◆ **Consigne A**
Traduisez en anglais la phrase suivante, tirée de l'extrait sur la contribution pour la justice économique : « Dans le cadre de l’expérimentation des Tribunaux des Activités Économiques (TAE), un nouveau dispositif financier interroge les professionnels du droit économique : la contribution pour la justice économique. »
┌─ Extrait du document
Dans le cadre de l’expérimentation des Tribunaux des Activités Économiques (TAE), un nouveau dispositif financier interroge les professionnels du droit économique : la contribution pour la justice économique. 

Par Patricia LE MARCHAND, et Christine DE PONTFARCY, Avocates

Prévue par l’article 27 de la loi n°2023-1059 du 20 novembre 2023 et précisée par le décret n°2024-1225 du 30 décembre 2024, elle s’applique, depuis le 1er janvier 2025, à toute « demande initiale introduite devant les TAE » lorsque le montant du litige excède 50 000 euros. 

Son montant s’élève de 3 à 5 % des sommes en jeu, soit au minimum entre 1 500 € et 2 500 €.

Au-delà des interrogations légitimes des praticiens sur l'égalité des justiciables face à cette contribution, a fortiori dans la phase expérimentale qui ne concerne que douze tribunaux pilotes, et qui fait déjà l’objet d’un recours en raison de son impact sur l’accessibilité à la justice, plusieurs préoccupations pratiques ont émergé.

Parmi celles-ci figurent le risque accru de forum shopping, la tentation de fractionner les demandes initiales pour contourner les seuils d’application, ainsi que les conséquences sur l’engorgement des juridictions économiques.

Le groupe de travail de l’IFPPC, réuni sur ces enjeux, a soumis une série d’interrogations à la Direction des Affaires Civiles et du Sceau (DACS), dont les réponses permettent d’esquisser des lignes directrices, tout en soulignant la nécessité de clarifications complémentaires.

I. Ce que prévoit la circulaire du 6 février 2025

La circulaire du 6 février 2025 émise par le Ministère de la justice, adressée aux juridictions et aux greffes, précise plusieurs points essentiels pour la mise en œuvre de la CJE. On peut notamment y relever :

  • Exclusion des procédures collectives et amiables du champ d’application de la CJE (p. 2) : les demandes relatives à l’ouverture ou au déroulement de telles procédures ne sont pas soumises à la contribution.
  • Nature juridique de la CJE : elle est intégrée aux dépens visés à l’article 695, 1° du Code de procédure civile (p. 10), et donc potentiellement mise à la charge du défendeur si le demandeur obtient gain de cause.
  • Reprise d’instance après procédure collective : l'interruption d’une instance en raison de l’ouverture d’une procédure collective n’entraîne pas de nouvelle contribution en cas de reprise ultérieure (p. 7).
  • Sanction du non-paiement : le défaut de justification du paiement peut entraîner une irrecevabilité de la demande (p. 9), laissée à l’appréciation du juge.
  • Justificatifs d’exonération : la circulaire impose la production de bilan(s) ou avis d’imposition selon la nature de la partie demanderesse.

Ce dernier point nous semble poser difficultés en pratique des difficultés pour certaines entreprises ou personnes physiques.

II. Ce que précise la DACS à l’IFPPC

Répondant aux questions transmises par le groupe de travail de l’IFPPC, la DACS, que nous remercions sincèrement pour son retour, apporte un éclairage utile, en particulier sur deux points complexes : la portée de l’exonération, et l’application de la CJE aux entreprises en difficulté engagées dans un contentieux.
└─
◆ **Consigne B**
Comptez les lignes des entrées qui contiennent la chaîne « cracked », en tenant compte de la casse. Donnez seulement le nombre.
┌─ Entrées fournies
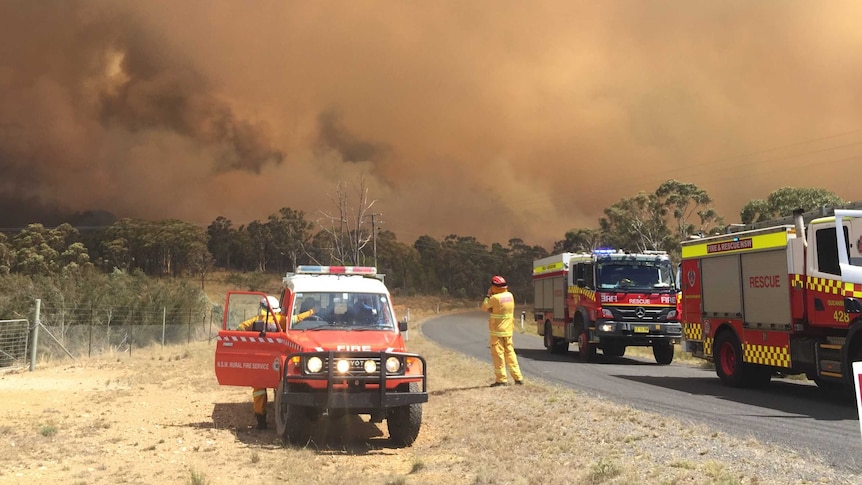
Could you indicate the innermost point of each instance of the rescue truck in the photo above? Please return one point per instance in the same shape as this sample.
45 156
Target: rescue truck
607 300
348 357
777 297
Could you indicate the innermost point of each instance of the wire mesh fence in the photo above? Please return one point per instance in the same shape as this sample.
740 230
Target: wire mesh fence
14 335
88 332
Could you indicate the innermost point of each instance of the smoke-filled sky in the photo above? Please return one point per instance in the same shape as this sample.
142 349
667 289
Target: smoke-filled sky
494 119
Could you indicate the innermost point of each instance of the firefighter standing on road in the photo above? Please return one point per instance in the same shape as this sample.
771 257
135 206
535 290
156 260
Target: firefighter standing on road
501 304
274 322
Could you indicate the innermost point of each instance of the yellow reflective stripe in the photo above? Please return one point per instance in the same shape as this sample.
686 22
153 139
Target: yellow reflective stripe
736 244
548 268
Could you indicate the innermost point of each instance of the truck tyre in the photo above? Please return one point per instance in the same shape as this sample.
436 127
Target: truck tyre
553 344
404 422
727 355
586 350
291 422
613 349
663 353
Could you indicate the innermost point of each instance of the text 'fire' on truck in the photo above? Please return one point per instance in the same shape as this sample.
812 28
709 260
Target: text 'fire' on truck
607 300
347 357
772 298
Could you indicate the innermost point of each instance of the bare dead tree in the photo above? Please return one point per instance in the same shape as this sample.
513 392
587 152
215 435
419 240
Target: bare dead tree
346 226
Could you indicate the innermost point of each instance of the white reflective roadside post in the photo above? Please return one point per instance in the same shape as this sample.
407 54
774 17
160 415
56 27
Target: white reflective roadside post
857 382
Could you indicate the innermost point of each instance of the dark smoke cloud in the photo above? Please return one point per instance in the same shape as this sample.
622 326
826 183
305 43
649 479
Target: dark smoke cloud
513 121
335 136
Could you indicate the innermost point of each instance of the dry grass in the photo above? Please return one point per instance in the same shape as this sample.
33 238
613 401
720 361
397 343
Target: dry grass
160 417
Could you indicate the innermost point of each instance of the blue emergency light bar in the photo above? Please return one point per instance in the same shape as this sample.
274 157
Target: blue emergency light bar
360 270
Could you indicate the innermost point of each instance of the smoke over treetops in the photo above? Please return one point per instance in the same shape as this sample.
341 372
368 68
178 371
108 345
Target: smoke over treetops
513 121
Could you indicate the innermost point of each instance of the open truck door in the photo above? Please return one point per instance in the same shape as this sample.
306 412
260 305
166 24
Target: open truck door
252 358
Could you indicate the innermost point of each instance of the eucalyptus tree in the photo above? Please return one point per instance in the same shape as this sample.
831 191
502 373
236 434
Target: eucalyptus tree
430 254
291 236
689 210
219 234
36 251
347 225
782 202
260 237
636 223
579 240
463 266
518 270
400 263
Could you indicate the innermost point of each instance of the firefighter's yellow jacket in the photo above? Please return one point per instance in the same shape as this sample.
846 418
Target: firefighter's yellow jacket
501 305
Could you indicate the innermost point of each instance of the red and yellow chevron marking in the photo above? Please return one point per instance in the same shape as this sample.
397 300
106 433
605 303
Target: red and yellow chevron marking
584 292
692 331
766 355
829 286
737 243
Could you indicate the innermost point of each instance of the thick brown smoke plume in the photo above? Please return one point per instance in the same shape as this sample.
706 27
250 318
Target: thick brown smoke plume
521 120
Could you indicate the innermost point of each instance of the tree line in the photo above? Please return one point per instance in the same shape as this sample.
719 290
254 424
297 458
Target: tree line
456 265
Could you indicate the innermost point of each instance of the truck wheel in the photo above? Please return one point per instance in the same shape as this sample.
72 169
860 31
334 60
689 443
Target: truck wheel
291 422
727 354
663 353
613 349
404 422
586 350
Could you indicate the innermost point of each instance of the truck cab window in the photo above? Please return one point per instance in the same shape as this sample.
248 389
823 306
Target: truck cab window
827 250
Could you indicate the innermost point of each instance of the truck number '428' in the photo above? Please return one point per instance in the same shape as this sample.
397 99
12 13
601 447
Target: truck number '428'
841 317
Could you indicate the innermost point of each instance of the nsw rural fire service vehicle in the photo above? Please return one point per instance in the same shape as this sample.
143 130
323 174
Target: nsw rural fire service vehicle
347 357
771 298
607 299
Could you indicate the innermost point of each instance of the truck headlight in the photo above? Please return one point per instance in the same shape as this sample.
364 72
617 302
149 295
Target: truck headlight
313 365
393 365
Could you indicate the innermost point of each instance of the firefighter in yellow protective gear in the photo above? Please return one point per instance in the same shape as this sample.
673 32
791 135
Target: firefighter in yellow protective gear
274 322
501 304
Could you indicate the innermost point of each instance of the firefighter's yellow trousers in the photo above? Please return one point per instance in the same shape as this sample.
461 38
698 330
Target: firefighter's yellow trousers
503 355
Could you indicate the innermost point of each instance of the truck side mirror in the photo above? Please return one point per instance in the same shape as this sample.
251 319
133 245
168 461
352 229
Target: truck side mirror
852 305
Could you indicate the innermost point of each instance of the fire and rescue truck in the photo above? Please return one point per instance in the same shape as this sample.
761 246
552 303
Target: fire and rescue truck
347 357
770 299
607 299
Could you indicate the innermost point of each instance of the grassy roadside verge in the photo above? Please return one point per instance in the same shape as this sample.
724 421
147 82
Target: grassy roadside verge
545 434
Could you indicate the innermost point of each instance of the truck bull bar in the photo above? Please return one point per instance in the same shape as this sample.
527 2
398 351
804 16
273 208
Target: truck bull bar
353 390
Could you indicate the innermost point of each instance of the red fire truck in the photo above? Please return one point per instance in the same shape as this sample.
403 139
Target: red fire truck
607 299
348 357
771 298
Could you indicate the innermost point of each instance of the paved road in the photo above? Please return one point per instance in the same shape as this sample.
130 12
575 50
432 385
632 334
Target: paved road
788 413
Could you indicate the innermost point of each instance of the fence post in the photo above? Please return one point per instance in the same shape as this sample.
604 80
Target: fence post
35 342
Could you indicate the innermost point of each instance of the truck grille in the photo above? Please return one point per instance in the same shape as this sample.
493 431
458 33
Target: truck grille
639 314
357 365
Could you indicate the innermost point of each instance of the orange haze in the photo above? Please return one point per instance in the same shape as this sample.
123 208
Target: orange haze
498 120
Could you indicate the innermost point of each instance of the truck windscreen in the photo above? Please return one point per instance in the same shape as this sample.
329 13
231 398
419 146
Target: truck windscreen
635 276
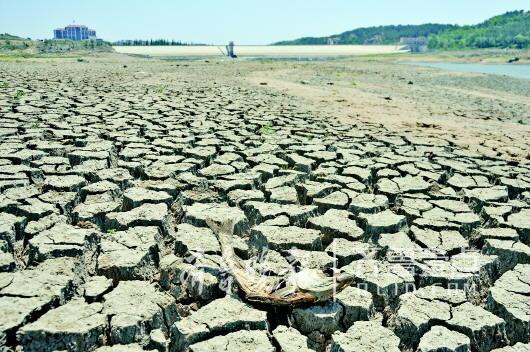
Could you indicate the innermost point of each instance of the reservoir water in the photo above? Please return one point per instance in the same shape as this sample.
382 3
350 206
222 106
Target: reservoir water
519 71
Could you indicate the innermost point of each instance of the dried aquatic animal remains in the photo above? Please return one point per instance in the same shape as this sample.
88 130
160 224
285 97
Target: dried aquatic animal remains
304 286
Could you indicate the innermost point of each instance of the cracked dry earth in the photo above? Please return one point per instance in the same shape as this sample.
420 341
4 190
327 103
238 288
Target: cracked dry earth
107 182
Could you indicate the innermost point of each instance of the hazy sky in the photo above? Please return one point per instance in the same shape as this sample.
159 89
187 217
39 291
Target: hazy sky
244 21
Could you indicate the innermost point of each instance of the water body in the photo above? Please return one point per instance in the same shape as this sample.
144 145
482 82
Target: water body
519 71
265 51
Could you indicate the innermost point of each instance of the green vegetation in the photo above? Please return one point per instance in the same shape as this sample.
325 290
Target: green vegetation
143 42
373 35
511 30
14 46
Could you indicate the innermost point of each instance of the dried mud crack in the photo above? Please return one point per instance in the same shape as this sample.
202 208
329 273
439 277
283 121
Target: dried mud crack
110 175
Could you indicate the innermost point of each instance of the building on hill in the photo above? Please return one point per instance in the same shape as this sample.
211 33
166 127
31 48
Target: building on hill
74 32
416 45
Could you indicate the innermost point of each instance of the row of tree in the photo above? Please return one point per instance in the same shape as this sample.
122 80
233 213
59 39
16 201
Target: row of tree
373 35
158 42
510 30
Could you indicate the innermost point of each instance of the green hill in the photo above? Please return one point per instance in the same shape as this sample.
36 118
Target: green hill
11 44
510 30
373 35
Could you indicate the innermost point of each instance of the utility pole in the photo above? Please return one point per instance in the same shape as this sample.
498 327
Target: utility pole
230 50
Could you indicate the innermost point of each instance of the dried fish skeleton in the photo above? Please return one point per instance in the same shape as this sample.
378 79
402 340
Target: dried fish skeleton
305 286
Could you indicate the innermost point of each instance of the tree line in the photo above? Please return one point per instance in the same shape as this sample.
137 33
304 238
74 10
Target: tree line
510 30
149 42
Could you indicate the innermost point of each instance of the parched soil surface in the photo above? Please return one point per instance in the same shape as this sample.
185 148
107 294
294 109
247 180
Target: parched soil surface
111 169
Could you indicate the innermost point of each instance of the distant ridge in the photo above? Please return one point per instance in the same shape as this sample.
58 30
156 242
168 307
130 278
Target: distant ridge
373 35
509 30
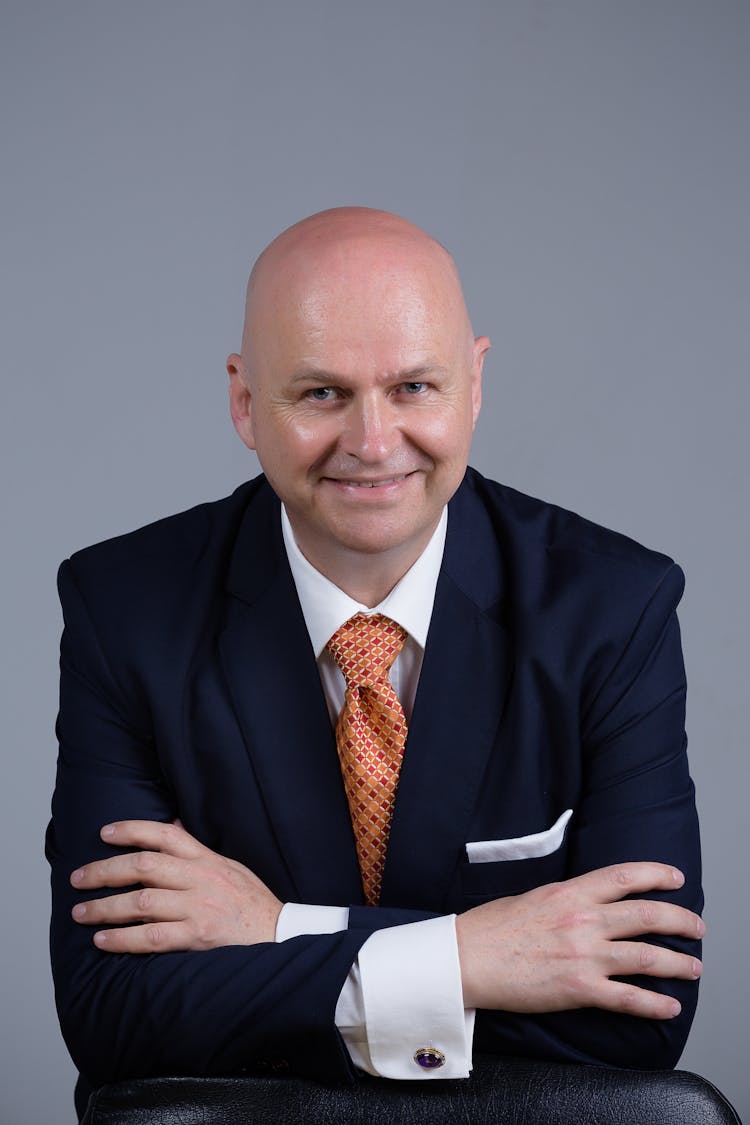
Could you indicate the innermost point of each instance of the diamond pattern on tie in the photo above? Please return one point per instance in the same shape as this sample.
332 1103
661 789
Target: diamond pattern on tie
370 736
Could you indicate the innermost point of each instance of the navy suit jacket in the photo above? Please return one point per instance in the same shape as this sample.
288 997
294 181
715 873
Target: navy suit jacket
552 678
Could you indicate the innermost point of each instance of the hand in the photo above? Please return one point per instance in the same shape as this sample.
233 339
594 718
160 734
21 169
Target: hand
190 898
556 947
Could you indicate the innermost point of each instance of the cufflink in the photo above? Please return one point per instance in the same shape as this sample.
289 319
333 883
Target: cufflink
428 1058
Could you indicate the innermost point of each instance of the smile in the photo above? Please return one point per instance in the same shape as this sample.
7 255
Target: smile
375 484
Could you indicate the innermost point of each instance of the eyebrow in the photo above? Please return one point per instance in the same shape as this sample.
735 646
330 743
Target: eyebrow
328 378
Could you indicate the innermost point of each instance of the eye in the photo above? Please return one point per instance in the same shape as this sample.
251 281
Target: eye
321 394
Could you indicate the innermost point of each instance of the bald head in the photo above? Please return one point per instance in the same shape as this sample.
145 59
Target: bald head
342 252
359 386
└─
◆ **Réponse rédigée A**
As part of the trial of the Economic Activities Courts (TAE), a new financial mechanism is raising questions among economic law professionals: the contribution for economic justice.

◆ **Réponse rédigée B**
2